Problem 1: From the LSM tree thread, list the databases named in parentheses as using an LSM tree instead of a classical B-Tree.
Problem 2: Retype the passage of the LSM tree thread from "On 04.08.2020 18:04, Alexander" to "index in Postgres.".

Re: LSM tree for Postgres

From: Konstantin Knizhnik <k(dot)knizhnik(at)postgrespro(dot)ru>
To: Alexander Korotkov <aekorotkov(at)gmail(dot)com>
Cc: PostgreSQL Hackers <pgsql-hackers(at)postgresql(dot)org>
Subject: Re: LSM tree for Postgres
Date: 2020-08-04 16:56:55
Message-ID: 5072d21a-587d-79b3-6b7b-e630cad2a778@postgrespro.ru
Views: Raw Message | Whole Thread | Download mbox | Resend email
Thread:
Lists: pgsql-hackers

On 04.08.2020 18:04, Alexander Korotkov wrote:
> Hi!
>
> On Tue, Aug 4, 2020 at 11:22 AM Konstantin Knizhnik
> <k(dot)knizhnik(at)postgrespro(dot)ru> wrote:
>> I want to share results of my last research of implementing LSM index in Postgres.
>> Most of modern databases (RocksDB, MongoDB, Tarantool,...) are using LSM tree instead of classical B-Tree.
> I wouldn't say it that way. I would say they are providing LSM in
> addition to the B-tree. For instance WiredTiger (which is the main
> engine for MongoDB) provides both B-tree and LSM. As I know Tarantool
> provides at least an in-memory B-tree. If RocksDB is used as an
> engine for MySQL, then it's also an addition to B-tree, which is
> provided by InnoDB. Also, implementation of B-tree's in mentioned
> DBMSes are very different. I would say none of them is purely
> classical.
I am not suggesting to completely replace B-Tree with LSM.
My experiments shows tah Postgres nbtree is faster than RocksDB when
index is small and fits in memory.
Definitely I have suggest to use LSM only for huge tables which indexes
are much larger than size of available memory.

> Some results of benchmarking.
>> Benchmark is just insertion of 250 millions of records with random key in inclusive index containing one bigint key and 8 bigint fields.
>> SIze of index is about 20Gb and target system has 16GB of RAM:
> What storage do you use?

It is my notebook with 16GB of RAM and SSD.
Certainly it should be tested at more serious hardware.
But there is a "problem": powerful servers now have hundreds of
gigabytes of memory.
To let LSM index demonstrates it advantages we need to create index not
fitting in memory.
And CPU speed of very expensive servers is not significantly faster than
of my notebook.
Performing may inserts in parallel also will not significantly increase
population of table with data: multiple bottlenecks in Postgres
do not allow to reach liner scalability even thoughwe have hundreds of
CPU cores.

> Yes, integration of WAL and snapshots between Postgres and RocksDB is
> problematic. I also doubt that RocksDB can use the full power of
> Postgres extendable type system.

Data entries:
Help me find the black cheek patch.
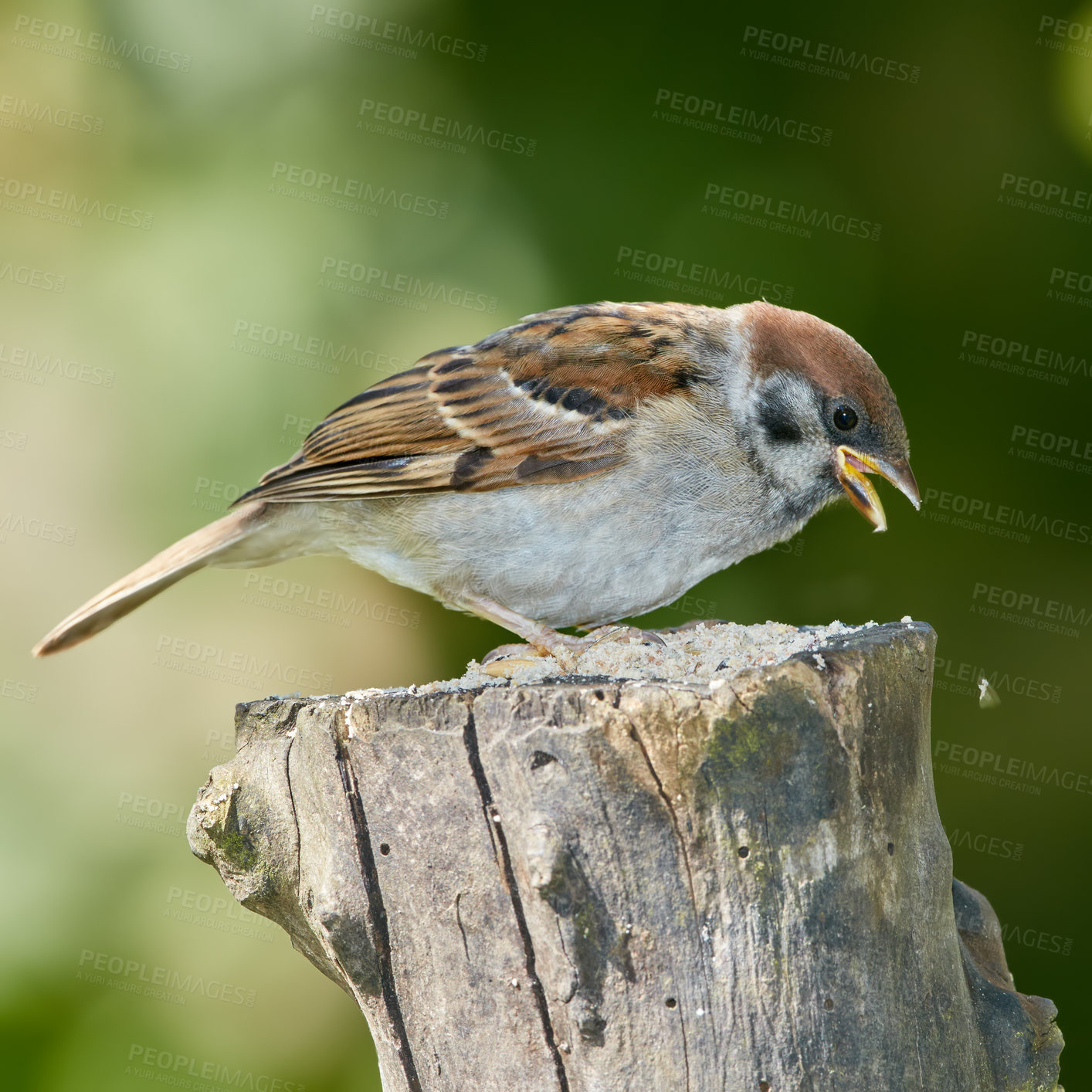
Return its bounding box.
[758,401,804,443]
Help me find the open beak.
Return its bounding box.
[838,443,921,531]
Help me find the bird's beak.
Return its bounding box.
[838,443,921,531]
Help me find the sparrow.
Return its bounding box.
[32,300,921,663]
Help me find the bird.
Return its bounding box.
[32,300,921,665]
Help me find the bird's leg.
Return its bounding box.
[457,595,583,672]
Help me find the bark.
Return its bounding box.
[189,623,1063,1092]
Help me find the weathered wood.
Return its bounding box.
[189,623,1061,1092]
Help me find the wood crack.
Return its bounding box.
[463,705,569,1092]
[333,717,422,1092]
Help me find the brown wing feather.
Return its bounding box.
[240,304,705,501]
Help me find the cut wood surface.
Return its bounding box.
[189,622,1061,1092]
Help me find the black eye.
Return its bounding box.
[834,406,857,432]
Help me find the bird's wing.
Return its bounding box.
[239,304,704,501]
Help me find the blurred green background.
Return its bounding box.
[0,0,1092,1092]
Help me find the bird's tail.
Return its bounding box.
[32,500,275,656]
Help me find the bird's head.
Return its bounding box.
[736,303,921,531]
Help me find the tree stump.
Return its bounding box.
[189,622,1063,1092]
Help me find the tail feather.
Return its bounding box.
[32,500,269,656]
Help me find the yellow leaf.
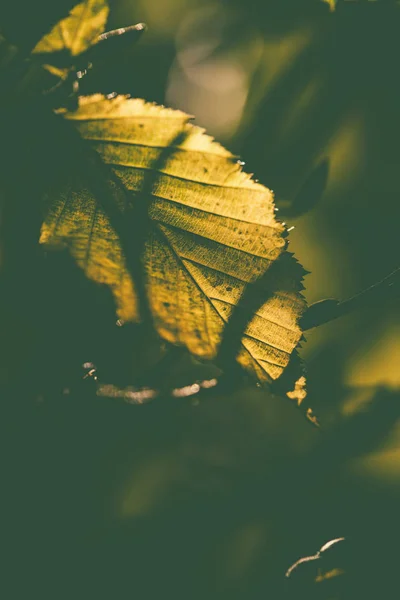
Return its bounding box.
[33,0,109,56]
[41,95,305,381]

Written reply 1: RocksDB, MongoDB, Tarantool

Written reply 2:
On 04.08.2020 18:04, Alexander Korotkov wrote:
> Hi!
>
> On Tue, Aug 4, 2020 at 11:22 AM Konstantin Knizhnik
> <k(dot)knizhnik(at)postgrespro(dot)ru> wrote:
>> I want to share results of my last research of implementing LSM index in Postgres.